What you should do :: Which lines of the material contain the word "chair"? Copy each of those lines in full, treating uppercase and lowercase as different.
[begin Extracted material]
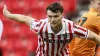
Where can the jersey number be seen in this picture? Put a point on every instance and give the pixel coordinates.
(83, 20)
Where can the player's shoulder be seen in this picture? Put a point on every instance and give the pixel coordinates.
(44, 20)
(67, 21)
(89, 14)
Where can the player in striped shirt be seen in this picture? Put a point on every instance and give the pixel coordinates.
(54, 32)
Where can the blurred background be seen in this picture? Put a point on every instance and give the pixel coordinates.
(17, 39)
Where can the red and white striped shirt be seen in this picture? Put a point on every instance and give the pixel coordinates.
(50, 44)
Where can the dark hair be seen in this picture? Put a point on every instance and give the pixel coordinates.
(55, 7)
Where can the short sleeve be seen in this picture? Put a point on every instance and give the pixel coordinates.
(34, 25)
(80, 31)
(1, 28)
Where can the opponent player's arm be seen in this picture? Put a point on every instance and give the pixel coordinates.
(86, 34)
(17, 17)
(93, 36)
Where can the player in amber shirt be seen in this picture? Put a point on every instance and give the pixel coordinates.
(90, 20)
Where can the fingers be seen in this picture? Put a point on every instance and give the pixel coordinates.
(5, 11)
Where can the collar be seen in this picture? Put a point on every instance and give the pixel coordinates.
(60, 32)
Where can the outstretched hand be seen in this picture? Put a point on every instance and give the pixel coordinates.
(6, 12)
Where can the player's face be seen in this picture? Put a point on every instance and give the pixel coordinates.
(55, 19)
(96, 5)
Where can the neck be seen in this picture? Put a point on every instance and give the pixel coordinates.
(57, 29)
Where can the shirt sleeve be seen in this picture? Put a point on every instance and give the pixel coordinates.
(34, 25)
(1, 28)
(80, 31)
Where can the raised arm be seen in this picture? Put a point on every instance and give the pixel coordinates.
(17, 17)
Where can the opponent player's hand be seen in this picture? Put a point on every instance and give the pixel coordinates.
(6, 12)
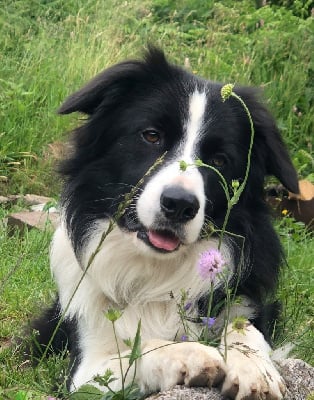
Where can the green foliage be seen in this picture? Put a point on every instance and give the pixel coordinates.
(300, 8)
(50, 48)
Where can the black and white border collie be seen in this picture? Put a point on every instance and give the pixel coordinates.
(139, 111)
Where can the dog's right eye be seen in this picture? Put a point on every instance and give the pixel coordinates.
(151, 136)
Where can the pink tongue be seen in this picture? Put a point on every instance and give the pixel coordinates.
(165, 240)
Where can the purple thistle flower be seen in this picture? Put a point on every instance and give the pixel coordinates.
(210, 264)
(208, 321)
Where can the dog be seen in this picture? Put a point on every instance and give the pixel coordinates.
(136, 210)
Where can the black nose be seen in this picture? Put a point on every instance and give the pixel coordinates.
(178, 204)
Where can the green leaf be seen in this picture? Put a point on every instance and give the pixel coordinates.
(113, 315)
(106, 379)
(87, 392)
(21, 395)
(136, 349)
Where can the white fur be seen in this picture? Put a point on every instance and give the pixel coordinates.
(127, 274)
(148, 205)
(250, 371)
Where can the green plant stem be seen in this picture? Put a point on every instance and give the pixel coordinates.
(119, 356)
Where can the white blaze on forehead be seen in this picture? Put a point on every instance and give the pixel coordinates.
(197, 106)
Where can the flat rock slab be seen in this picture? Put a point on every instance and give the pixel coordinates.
(298, 375)
(33, 219)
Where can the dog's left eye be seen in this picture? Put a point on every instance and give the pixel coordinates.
(218, 161)
(151, 136)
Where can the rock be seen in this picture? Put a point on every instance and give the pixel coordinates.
(298, 375)
(9, 200)
(33, 219)
(34, 199)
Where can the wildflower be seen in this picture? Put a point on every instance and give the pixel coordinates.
(235, 184)
(183, 165)
(208, 321)
(239, 324)
(226, 91)
(210, 264)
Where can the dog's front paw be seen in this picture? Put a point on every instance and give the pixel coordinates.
(165, 364)
(251, 381)
(251, 375)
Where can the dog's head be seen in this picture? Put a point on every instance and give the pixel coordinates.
(139, 111)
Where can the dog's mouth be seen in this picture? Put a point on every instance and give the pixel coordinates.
(160, 240)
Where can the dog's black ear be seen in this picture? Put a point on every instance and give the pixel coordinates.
(276, 157)
(110, 82)
(116, 81)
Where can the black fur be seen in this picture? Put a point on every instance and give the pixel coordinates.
(109, 157)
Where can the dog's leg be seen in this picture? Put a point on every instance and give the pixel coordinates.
(166, 364)
(250, 371)
(162, 365)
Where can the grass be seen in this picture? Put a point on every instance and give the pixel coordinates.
(50, 48)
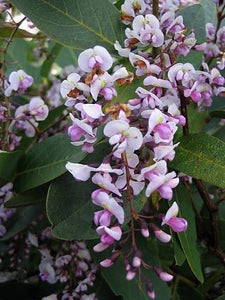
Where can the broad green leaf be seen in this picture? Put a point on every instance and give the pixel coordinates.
(70, 210)
(115, 276)
(7, 29)
(220, 113)
(8, 164)
(194, 18)
(69, 205)
(30, 197)
(47, 65)
(74, 23)
(201, 156)
(17, 55)
(21, 220)
(188, 238)
(46, 161)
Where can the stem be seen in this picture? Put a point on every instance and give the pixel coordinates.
(155, 11)
(129, 198)
(183, 108)
(212, 214)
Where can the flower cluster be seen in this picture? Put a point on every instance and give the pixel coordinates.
(140, 132)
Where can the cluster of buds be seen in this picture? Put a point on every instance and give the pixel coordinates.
(141, 132)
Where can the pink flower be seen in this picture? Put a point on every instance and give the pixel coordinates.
(98, 57)
(102, 198)
(18, 81)
(177, 224)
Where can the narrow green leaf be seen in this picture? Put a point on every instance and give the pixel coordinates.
(21, 220)
(220, 113)
(201, 156)
(188, 238)
(30, 197)
(46, 67)
(178, 253)
(194, 18)
(74, 23)
(46, 161)
(8, 164)
(70, 210)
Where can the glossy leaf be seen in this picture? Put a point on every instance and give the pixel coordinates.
(17, 55)
(194, 18)
(188, 238)
(8, 28)
(74, 23)
(46, 67)
(218, 114)
(21, 220)
(201, 156)
(46, 161)
(8, 164)
(30, 197)
(70, 210)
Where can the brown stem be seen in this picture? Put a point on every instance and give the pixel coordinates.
(212, 213)
(129, 199)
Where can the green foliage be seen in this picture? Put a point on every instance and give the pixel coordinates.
(46, 161)
(70, 210)
(201, 156)
(74, 23)
(188, 238)
(30, 197)
(194, 18)
(8, 164)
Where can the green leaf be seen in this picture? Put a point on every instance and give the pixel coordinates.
(46, 161)
(7, 29)
(194, 18)
(70, 210)
(201, 156)
(47, 65)
(74, 23)
(220, 113)
(69, 205)
(188, 238)
(30, 197)
(17, 55)
(8, 164)
(21, 220)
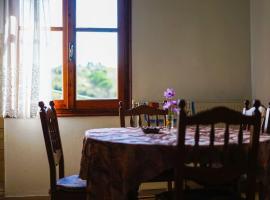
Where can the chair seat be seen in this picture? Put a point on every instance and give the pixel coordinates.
(167, 175)
(201, 194)
(71, 183)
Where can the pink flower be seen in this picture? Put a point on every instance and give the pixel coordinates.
(169, 93)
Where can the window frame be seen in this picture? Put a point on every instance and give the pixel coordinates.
(69, 106)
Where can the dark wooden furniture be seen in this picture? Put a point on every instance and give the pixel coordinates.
(121, 158)
(64, 188)
(147, 112)
(223, 165)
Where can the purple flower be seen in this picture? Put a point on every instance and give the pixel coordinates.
(169, 93)
(167, 105)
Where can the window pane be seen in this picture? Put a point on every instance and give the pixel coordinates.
(56, 63)
(96, 65)
(96, 13)
(56, 14)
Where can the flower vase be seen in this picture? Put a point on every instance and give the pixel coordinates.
(169, 121)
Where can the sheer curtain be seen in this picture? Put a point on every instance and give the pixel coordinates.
(25, 57)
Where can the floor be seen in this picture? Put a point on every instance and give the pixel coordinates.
(144, 195)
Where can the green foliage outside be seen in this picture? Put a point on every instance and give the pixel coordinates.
(94, 81)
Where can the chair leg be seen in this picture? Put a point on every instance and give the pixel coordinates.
(169, 185)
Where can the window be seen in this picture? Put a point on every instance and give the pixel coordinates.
(90, 63)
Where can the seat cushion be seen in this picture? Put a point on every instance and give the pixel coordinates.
(71, 183)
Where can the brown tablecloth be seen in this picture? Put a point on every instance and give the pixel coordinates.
(116, 160)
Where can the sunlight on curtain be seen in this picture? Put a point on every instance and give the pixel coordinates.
(25, 71)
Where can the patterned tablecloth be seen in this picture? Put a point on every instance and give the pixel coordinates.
(116, 160)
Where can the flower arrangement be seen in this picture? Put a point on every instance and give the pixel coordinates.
(170, 105)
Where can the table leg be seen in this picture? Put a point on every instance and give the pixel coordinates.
(133, 194)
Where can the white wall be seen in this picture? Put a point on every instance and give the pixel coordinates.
(1, 16)
(200, 48)
(260, 41)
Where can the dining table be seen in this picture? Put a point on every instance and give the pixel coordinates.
(115, 161)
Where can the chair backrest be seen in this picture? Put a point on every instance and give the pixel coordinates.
(52, 140)
(219, 162)
(142, 113)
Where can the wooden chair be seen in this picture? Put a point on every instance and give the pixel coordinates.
(64, 188)
(137, 116)
(217, 171)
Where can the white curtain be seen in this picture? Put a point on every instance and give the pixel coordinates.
(25, 57)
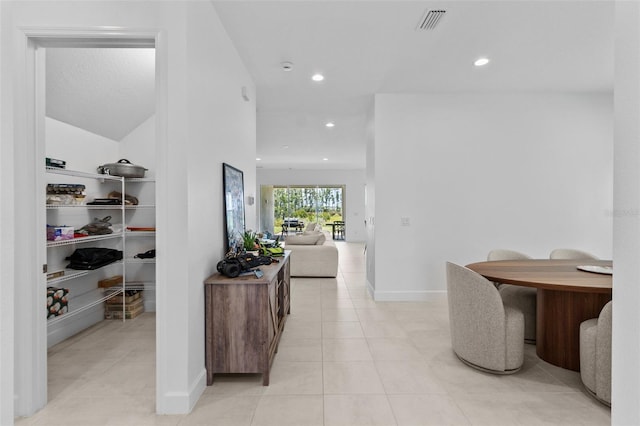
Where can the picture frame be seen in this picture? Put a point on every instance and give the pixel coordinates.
(233, 187)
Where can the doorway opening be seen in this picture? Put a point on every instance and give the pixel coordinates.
(44, 137)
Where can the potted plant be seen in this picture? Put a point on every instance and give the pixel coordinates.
(249, 240)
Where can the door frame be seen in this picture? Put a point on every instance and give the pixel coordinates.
(30, 328)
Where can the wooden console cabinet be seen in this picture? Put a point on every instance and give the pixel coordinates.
(244, 319)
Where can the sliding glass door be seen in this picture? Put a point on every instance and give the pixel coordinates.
(296, 206)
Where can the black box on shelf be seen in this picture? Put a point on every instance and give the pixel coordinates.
(52, 162)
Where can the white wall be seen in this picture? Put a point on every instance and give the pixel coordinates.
(221, 129)
(354, 181)
(199, 119)
(139, 146)
(69, 143)
(530, 172)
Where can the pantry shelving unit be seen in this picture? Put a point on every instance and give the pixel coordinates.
(85, 298)
(141, 218)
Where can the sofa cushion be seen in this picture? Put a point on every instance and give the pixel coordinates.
(321, 236)
(302, 240)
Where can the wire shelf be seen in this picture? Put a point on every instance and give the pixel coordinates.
(81, 240)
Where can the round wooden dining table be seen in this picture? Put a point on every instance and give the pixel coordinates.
(566, 296)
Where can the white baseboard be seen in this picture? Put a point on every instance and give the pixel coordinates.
(182, 402)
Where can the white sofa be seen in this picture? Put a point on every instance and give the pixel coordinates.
(312, 254)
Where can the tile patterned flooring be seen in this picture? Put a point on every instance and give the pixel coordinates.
(343, 360)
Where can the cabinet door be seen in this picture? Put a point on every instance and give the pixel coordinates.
(273, 316)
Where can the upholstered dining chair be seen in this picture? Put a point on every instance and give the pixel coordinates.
(523, 298)
(565, 254)
(595, 355)
(486, 334)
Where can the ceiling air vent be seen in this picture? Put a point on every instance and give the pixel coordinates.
(430, 19)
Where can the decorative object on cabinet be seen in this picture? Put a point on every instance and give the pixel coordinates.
(233, 182)
(244, 319)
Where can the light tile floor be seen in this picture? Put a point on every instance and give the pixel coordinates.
(343, 360)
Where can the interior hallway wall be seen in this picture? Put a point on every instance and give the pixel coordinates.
(457, 175)
(354, 180)
(205, 122)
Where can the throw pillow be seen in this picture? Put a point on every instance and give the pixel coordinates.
(301, 240)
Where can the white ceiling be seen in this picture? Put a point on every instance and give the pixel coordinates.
(369, 47)
(363, 48)
(107, 91)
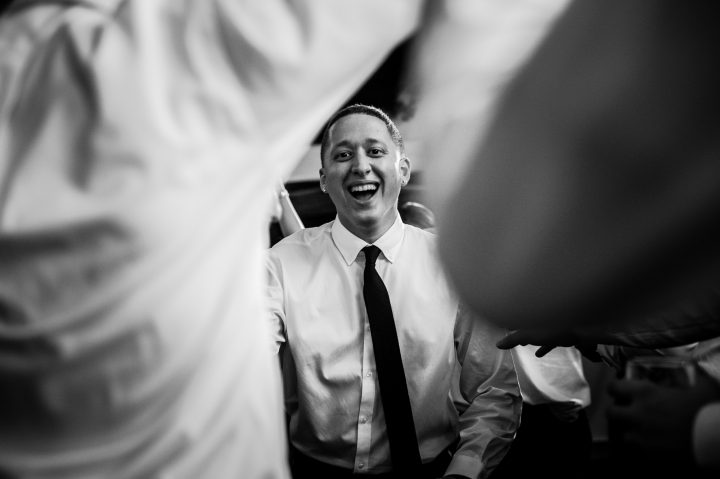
[end Extracted material]
Output of the exercise ::
Where can the chair seat be seen in this picture? Put a point on every instance and give the pixel coordinates.
Where can the chair leg be seen in this picture? Put a point on every instance and give the pixel coordinates.
Where can the chair backrest be seen in this picture? Put a point on every instance and give the pixel coordinates.
Where can the wooden chair be seen in this picture? Put a point on every instance and give the pixel coordinates.
Where can the upholstered dining chair be seen in this picture? Put a point on every instance and give the pixel coordinates.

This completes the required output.